Decide whether each statement agrees with the text on Utah's Retirement Plan Exchange, answering yes or no and quoting the words of the text that settle it: (a) The new law took effect on March 24, 2026. (b) Utah employers are required to participate in the exchange. (c) Seventeen other states have rolled out auto-IRA programs.

### PROVIDED TEXT
+===+

On March 24, 2026, Gov. Spencer Cox signed House Bill 250 into law, creating the Utah Retirement Plan Exchange. The new law took effect May 6, 2026. If you have an adult child working at a small business, a grandchild scraping by at their first real job or a friend running a small company that’s never offered a retirement plan, you’ll want to keep reading. Because Utah just opened a door that’s been locked for a long time.
Let me lay it on the line.
The problem we’ve been ignoring
Utah has one of the strongest economies in the country. Low unemployment. A booming small business sector. A growing population. And yet, when it comes to retirement readiness, our state ranks dead last on the national list.
Why? Because somewhere between 700,000 and 900,000 working Utahns have no access to a retirement plan at work. No 401(k). No SIMPLE IRA. No SEP. Nothing. They get a paycheck, taxes come out, and that’s the end of the conversation.
Here’s the part that should bother all of us. Research shows people are 15 to 17 times more likely to save for retirement when their employer offers a plan. Not twice as likely. Fifteen times. The workplace plan is the single biggest predictor of whether somebody reaches retirement with savings or without.
So if you don’t have a plan at work, the odds are stacked against you before you ever begin.
What HB 250 actually does
The Utah Retirement Plan Exchange is a state-facilitated marketplace. Picture a one-stop shop where private-sector retirement providers list their plans, employers review and compare, and small businesses pick the option that fits.
Now read this next part carefully, because Utah’s approach is different from most states. It is not a mandate. No employer is forced to participate. No employee is forced to enroll. Seventeen other states have rolled out auto-IRA programs that require small businesses to either offer a plan or sign up for the state version. Utah went a different direction. The exchange is voluntary, private-sector driven, and supported by the state rather than imposed by it.

+===+

### LISTING
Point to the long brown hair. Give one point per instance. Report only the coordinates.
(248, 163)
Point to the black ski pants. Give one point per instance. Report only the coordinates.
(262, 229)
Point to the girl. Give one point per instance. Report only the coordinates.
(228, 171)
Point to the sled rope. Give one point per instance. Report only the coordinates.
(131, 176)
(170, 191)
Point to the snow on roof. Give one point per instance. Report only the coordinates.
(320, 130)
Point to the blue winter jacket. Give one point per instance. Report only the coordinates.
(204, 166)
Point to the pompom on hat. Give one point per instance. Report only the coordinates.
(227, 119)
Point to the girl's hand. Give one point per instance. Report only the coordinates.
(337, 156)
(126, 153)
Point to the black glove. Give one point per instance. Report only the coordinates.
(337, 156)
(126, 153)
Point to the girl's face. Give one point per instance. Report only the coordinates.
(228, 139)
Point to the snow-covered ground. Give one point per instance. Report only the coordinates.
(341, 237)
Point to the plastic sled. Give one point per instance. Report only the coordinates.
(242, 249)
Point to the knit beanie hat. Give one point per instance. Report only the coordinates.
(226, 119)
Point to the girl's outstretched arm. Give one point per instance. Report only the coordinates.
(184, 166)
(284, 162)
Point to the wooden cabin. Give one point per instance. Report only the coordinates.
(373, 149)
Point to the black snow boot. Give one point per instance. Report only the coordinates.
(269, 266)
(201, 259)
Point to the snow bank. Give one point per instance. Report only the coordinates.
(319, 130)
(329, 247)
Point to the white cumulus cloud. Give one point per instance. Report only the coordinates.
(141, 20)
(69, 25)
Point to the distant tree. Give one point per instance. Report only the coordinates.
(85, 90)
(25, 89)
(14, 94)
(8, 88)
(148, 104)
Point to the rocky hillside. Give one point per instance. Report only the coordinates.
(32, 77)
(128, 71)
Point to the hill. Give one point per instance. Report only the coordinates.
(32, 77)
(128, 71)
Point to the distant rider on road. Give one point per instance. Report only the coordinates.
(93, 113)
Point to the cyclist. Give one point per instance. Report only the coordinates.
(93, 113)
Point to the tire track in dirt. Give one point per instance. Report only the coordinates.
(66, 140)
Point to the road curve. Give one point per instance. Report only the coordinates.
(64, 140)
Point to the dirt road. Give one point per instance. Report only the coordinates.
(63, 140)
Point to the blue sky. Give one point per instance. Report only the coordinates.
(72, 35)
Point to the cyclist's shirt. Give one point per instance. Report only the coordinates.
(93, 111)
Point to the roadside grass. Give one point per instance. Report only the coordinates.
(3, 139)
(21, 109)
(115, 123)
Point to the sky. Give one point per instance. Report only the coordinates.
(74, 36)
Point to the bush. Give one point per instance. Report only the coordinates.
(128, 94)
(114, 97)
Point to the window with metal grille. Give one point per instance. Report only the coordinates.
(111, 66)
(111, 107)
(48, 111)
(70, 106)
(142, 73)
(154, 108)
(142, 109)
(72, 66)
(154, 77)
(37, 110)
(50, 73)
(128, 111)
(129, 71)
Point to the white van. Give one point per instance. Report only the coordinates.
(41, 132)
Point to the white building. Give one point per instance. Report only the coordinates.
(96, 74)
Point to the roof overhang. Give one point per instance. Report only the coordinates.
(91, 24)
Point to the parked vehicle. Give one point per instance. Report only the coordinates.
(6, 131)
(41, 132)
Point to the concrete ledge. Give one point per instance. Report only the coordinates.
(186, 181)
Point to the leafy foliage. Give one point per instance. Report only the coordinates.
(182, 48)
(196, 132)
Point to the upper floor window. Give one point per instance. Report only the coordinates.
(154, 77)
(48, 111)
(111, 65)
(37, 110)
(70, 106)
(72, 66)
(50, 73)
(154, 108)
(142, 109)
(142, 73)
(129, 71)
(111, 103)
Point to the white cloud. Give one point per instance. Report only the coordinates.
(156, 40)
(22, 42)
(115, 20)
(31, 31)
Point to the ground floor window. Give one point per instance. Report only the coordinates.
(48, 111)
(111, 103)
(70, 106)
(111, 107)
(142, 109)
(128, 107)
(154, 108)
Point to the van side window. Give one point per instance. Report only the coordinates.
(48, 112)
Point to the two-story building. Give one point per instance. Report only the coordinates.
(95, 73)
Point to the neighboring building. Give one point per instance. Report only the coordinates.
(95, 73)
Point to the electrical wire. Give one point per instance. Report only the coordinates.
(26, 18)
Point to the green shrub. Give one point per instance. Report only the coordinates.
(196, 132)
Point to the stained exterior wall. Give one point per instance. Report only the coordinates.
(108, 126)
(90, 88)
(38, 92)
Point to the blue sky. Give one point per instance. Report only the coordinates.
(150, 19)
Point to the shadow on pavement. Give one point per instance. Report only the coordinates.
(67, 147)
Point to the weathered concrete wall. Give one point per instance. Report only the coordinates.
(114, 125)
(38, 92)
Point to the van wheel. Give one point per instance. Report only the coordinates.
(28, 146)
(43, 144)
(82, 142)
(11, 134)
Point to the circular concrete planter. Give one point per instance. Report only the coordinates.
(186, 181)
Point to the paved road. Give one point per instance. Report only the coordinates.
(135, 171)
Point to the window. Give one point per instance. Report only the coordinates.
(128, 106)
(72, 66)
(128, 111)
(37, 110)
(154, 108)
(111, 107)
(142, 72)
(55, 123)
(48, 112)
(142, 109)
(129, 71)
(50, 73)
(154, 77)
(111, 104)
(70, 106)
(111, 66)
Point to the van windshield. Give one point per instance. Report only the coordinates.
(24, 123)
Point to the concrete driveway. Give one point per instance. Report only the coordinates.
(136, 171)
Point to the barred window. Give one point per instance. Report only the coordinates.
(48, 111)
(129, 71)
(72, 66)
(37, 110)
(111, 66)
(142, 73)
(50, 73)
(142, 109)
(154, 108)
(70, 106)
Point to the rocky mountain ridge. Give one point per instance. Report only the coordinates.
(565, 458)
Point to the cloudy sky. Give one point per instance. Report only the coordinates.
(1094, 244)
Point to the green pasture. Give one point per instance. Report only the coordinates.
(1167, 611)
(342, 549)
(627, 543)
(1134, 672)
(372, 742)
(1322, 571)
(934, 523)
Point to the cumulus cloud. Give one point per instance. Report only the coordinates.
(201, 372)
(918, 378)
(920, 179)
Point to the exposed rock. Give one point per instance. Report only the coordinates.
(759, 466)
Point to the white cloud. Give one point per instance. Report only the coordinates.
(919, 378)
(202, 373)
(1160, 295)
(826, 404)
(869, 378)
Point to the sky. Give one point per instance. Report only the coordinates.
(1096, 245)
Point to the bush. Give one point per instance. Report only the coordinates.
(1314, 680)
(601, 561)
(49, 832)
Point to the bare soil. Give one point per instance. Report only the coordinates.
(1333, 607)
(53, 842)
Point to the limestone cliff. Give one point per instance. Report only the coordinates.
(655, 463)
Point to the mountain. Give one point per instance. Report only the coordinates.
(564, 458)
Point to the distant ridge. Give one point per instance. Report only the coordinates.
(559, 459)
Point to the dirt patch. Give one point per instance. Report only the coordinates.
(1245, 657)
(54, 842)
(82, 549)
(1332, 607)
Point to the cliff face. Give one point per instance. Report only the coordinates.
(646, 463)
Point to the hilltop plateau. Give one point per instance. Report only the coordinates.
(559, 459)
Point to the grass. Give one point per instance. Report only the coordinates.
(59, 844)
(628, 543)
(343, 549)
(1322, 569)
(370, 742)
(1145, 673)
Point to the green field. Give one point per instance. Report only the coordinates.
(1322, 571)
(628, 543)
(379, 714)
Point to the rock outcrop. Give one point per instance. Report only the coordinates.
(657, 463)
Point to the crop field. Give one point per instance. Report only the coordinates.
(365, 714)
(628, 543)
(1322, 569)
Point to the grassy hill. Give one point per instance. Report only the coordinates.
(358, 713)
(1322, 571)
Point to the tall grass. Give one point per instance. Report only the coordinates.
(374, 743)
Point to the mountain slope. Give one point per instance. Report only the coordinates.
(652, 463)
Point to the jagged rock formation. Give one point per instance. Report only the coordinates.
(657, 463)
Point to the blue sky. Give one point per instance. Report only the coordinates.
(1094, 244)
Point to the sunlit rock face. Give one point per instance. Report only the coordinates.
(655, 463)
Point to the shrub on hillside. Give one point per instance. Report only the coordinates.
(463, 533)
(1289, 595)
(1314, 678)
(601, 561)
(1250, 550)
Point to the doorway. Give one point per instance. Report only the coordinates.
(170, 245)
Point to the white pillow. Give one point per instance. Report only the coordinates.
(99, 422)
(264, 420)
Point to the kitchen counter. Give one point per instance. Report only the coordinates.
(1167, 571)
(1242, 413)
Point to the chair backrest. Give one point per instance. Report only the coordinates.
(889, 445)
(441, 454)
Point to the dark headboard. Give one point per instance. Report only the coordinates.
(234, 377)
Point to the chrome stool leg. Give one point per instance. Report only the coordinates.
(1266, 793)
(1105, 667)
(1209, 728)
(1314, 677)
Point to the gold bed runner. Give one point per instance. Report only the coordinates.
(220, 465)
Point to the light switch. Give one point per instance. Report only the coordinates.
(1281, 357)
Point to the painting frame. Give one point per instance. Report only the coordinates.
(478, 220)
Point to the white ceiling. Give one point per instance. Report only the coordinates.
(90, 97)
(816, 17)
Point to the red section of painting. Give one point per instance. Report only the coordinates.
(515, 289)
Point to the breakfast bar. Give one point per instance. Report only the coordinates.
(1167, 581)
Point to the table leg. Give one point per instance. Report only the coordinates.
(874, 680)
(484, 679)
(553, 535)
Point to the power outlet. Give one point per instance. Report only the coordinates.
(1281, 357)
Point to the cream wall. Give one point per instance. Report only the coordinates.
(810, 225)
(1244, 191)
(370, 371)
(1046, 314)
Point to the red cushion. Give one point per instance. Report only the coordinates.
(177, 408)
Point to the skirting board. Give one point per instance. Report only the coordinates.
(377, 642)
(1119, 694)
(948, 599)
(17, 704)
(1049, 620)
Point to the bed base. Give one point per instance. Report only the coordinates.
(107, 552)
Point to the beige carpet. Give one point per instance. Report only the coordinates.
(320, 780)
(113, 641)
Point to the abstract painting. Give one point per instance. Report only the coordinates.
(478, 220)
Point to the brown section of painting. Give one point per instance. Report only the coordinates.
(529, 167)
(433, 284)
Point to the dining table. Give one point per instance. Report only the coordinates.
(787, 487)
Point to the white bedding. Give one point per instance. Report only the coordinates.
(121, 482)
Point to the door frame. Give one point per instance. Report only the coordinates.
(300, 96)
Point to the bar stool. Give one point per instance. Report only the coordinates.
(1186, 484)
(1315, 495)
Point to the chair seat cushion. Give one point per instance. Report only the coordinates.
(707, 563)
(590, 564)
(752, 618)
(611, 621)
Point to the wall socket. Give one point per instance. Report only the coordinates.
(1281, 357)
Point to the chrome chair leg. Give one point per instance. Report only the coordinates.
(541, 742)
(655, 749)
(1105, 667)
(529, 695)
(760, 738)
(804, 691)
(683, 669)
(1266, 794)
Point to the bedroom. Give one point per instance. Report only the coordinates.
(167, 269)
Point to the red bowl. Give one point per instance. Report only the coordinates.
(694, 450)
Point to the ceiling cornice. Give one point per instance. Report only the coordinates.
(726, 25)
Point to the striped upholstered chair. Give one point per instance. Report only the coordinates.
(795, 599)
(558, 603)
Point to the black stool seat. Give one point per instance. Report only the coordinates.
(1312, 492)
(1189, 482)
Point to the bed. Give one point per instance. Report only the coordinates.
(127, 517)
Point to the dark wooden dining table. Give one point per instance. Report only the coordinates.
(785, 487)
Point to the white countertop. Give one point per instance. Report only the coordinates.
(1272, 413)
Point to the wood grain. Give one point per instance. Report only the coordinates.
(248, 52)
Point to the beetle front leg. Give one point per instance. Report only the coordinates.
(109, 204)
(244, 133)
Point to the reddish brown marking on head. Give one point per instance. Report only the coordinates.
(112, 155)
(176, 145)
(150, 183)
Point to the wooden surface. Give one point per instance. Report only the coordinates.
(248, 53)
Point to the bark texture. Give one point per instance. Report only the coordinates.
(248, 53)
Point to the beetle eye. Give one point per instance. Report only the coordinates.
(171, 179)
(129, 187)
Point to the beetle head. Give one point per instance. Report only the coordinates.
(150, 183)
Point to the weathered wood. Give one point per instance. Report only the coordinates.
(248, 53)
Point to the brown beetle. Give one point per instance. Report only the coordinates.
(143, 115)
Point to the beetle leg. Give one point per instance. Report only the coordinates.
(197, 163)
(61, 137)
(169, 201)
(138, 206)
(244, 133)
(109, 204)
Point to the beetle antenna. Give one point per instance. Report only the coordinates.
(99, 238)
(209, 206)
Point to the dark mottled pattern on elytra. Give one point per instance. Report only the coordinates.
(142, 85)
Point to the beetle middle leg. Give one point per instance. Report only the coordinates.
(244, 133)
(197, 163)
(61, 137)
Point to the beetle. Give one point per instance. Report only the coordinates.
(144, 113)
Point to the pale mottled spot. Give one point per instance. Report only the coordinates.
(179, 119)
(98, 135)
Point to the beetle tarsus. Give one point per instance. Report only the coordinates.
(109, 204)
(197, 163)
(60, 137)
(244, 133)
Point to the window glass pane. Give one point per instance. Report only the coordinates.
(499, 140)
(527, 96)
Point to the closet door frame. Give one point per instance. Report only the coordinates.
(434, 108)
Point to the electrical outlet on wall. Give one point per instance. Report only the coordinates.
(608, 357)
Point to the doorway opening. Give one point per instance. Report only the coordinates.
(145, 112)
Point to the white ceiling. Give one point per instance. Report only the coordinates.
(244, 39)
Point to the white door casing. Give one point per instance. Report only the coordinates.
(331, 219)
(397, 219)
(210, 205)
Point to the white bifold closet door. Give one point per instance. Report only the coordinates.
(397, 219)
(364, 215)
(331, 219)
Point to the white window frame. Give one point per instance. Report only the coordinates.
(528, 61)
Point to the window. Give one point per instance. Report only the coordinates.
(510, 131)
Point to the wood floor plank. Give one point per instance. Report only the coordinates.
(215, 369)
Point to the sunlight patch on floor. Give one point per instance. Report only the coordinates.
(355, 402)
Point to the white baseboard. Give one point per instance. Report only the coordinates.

+===+

### FINAL ANSWER
(a) No: "The new law took effect May 6, 2026."
(b) No: "No employer is forced to participate."
(c) Yes: "Seventeen other states have rolled out auto-IRA programs that require small businesses to either offer a plan or sign up for the state version."